*Texte à lire*.
##############################

L'espèce est caractérisée par une forte plasticité
génétique et compte plus d'une centaine de variétés
dans le monde. Selon les latitudes, l'aspect de la plante comme
ses concentrations en principes actifs, les cannabinoïdes,
varient fortement, au point que certains auteurs ont cru pouvoir
distinguer deux sous-espèces:
- Cannabis sativa sativa, dont les pieds atteignent 3m
de hauteur, faiblement active, cultivée pour ses fibres
et ses graines dont on extrait de l'huile et qui servent de nourriture
pour oiseaux, le chènevis.
- Cannabis sativa indica, aux pieds courts et touffus,
à résine plus riche en cannabinoïdes, cultivée
dans les régions chaudes.
Au nord du 30éme parallèle, les plants du cannabis
sont généralement considérés comme du
chanvre à fibres. Cependant, cette règle n'est en
rien absolue : les microclimats sont nombreux. Dans le Midwest américain,
l'analyse des plants de chanvre textile "échappés"

##############################

*Exercices*.
#1 Répondez à ces questions d'après le texte sur le cannabis.
(a) Combien de variétés l'espèce compte-t-elle dans le monde ?
(b) Quelle hauteur atteignent les pieds de Cannabis sativa sativa ?
(c) Au nord de quel parallèle les plants du cannabis sont-ils généralement considérés comme du chanvre à fibres ?
#2 Les affirmations suivantes concordent-elles avec le texte sur le cannabis ? Répondez par oui ou par non, et citez les mots du texte qui tranchent.
(a) Cannabis sativa indica est cultivée dans les régions froides.
(b) Les graines de Cannabis sativa sativa servent de nourriture pour oiseaux.
(c) La règle concernant le 30e parallèle est absolue.

*Données*.

##############################

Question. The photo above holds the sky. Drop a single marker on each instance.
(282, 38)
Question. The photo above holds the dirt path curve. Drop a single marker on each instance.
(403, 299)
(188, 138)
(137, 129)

##############################

*Corrigé*.
#1
(a) Plus d'une centaine.
(b) 3 m.
(c) Le 30e parallèle.

#2
(a) Non : « cultivée dans les régions chaudes ».
(b) Oui : « ses graines dont on extrait de l'huile et qui servent de nourriture pour oiseaux ».
(c) Non : « cette règle n'est en rien absolue ».